**** Entries shown

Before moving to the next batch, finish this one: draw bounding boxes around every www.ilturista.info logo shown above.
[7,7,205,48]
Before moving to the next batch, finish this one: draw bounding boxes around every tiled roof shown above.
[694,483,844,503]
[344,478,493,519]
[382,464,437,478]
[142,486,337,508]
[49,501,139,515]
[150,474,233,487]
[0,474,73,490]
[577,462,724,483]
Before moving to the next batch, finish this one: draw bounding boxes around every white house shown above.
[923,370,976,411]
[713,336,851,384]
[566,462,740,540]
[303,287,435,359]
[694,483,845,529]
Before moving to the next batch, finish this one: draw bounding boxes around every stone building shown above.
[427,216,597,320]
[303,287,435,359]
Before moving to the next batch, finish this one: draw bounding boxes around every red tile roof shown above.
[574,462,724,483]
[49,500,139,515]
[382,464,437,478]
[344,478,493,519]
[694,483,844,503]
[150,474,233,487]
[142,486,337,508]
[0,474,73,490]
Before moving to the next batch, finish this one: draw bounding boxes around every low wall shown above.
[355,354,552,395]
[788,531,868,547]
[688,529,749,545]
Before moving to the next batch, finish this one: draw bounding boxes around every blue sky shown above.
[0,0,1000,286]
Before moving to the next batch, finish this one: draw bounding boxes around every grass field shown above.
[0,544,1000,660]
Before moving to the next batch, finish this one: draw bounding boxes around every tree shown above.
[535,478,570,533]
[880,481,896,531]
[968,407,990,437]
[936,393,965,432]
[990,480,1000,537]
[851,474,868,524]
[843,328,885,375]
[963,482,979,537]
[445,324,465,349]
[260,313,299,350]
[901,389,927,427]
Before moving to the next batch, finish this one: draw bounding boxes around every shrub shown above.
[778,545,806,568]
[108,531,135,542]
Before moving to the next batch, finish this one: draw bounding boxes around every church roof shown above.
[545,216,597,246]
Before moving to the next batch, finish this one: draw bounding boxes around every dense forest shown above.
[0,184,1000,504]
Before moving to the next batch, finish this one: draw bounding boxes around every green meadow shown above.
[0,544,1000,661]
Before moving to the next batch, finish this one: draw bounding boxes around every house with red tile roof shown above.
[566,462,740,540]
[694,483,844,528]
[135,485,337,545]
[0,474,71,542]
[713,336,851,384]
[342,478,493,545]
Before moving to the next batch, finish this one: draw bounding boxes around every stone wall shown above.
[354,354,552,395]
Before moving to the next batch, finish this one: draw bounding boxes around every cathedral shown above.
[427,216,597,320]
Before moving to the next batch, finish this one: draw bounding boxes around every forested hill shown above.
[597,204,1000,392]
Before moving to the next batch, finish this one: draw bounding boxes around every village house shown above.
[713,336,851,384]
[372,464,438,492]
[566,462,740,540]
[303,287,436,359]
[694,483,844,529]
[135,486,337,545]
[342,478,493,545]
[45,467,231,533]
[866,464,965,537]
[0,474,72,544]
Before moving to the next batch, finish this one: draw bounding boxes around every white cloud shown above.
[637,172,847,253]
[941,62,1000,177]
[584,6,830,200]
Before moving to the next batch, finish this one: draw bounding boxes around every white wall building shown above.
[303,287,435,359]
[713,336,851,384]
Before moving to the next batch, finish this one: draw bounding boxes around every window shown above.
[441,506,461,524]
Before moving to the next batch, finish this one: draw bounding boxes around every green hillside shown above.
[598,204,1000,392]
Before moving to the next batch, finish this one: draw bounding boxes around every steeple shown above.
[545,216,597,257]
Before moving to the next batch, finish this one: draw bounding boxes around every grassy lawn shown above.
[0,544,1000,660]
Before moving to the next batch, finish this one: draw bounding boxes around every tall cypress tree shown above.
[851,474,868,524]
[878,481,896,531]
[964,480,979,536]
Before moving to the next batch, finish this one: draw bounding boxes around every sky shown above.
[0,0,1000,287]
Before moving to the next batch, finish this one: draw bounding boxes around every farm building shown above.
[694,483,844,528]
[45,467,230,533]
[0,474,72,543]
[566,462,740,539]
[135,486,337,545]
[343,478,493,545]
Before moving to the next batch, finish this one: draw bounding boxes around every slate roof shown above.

********

> [Task objective] Write out all of the data above word for word, keeping every line in its original order.

> [Complete answer]
Before moving to the next batch, finish this one: draw bounding boxes around every www.ilturista.info logo shown above.
[7,7,205,48]
Before moving to the next batch, finish this one: draw bounding boxes around every tiled roof shown above.
[694,483,844,503]
[344,478,493,519]
[382,464,437,478]
[142,486,337,508]
[49,501,139,515]
[150,474,233,487]
[0,474,73,490]
[577,462,724,483]
Before moving to the next batch, finish this one: draw bounding boxes around every white house shown above.
[923,370,976,411]
[713,336,851,384]
[566,462,740,540]
[303,287,435,359]
[694,483,845,529]
Before moving to the next batch, finish this one: draw bounding boxes around every stone building shown above.
[427,216,597,320]
[303,287,435,359]
Before moving to the next batch, finish this one: draw bounding boxes around every red tile roof shown above.
[574,462,724,483]
[49,500,139,515]
[382,464,437,478]
[344,478,493,519]
[694,483,844,503]
[150,474,233,487]
[142,486,337,508]
[0,474,73,490]
Before moving to the next batch, finish this one: draw bounding boxes around every low wall shown above.
[355,354,552,395]
[788,531,868,547]
[688,529,749,545]
Before moving to the next batch, finish this one: draw bounding boxes around every blue sky shown above.
[0,0,1000,286]
Before moving to the next batch, finish this one: draw bounding boxes around every grass field shown above.
[0,544,1000,660]
Before moving to the next batch, finish this one: draw bounding boxes around every tree shown above.
[535,478,570,533]
[880,481,896,531]
[968,407,990,437]
[936,393,965,432]
[990,480,1000,537]
[851,474,868,524]
[843,328,885,375]
[963,482,979,537]
[445,324,465,349]
[260,313,299,350]
[901,389,927,427]
Before moving to the next batch, finish this one: draw bounding boxes around every shrub shown above.
[778,545,806,568]
[108,531,135,542]
Before moving to the next batch, finish this one: draw bounding boxes around every church roof shown above.
[545,216,597,246]
Before moving to the next batch, finish this one: draw bounding boxes around every dense forest shown above.
[0,184,1000,504]
Before moving to the next batch, finish this one: draw bounding boxes around every green meadow shown above.
[0,544,1000,661]
Before moving to the next batch, finish this one: draw bounding boxes around every house with red tile roof shown above.
[566,462,740,540]
[694,483,844,528]
[135,485,337,545]
[0,474,71,542]
[713,336,851,384]
[342,478,493,545]
Before moving to the next batch, finish this one: draw bounding boxes around every stone wall shown above.
[354,354,552,395]
Before moving to the next batch, finish this one: draw bounding boxes around every cathedral shown above.
[427,216,597,320]
Before moving to the next batch, finish this one: draw bounding boxes around every forested hill shown above.
[597,204,1000,392]
Before moving to the next batch, finish this one: draw bounding boxes around every village house shown above.
[713,336,851,384]
[372,464,438,492]
[566,462,740,540]
[303,287,436,359]
[694,483,844,529]
[135,486,337,545]
[342,478,493,545]
[45,467,231,533]
[866,464,965,537]
[0,474,72,544]
Before moving to the next batch, finish this one: draw bounding boxes around every white cloud shown above.
[637,172,847,253]
[941,62,1000,177]
[584,6,830,200]
Before moving to the next batch, finish this one: draw bounding boxes around every white wall building shown above.
[303,287,435,359]
[713,336,851,384]
Before moving to the next batch, finish this one: draw bounding boxes around every window shown above.
[441,506,461,524]
Before moving to the next batch, finish this one: draw bounding boxes around every green hillside shown above.
[598,204,1000,392]
Before moving to the next batch, finish this one: draw bounding boxes around every steeple shown above.
[545,216,597,257]
Before moving to the next batch, finish this one: draw bounding boxes around every grassy lawn shown above.
[0,544,1000,660]
Before moving to the next batch, finish this one: draw bounding boxes around every tall cypress tree shown above.
[851,474,868,524]
[878,481,896,531]
[964,480,979,536]
Before moving to the next batch, finish this one: draw bounding boxes around every sky shown above.
[0,0,1000,287]
Before moving to the next batch, finish this one: draw bounding boxes around every farm building shown above.
[694,483,844,528]
[45,467,230,533]
[0,474,72,543]
[566,462,740,539]
[135,486,337,545]
[343,478,493,545]
Before moving to the next batch, finish this one: draw bounding boxes around every slate roof shown above.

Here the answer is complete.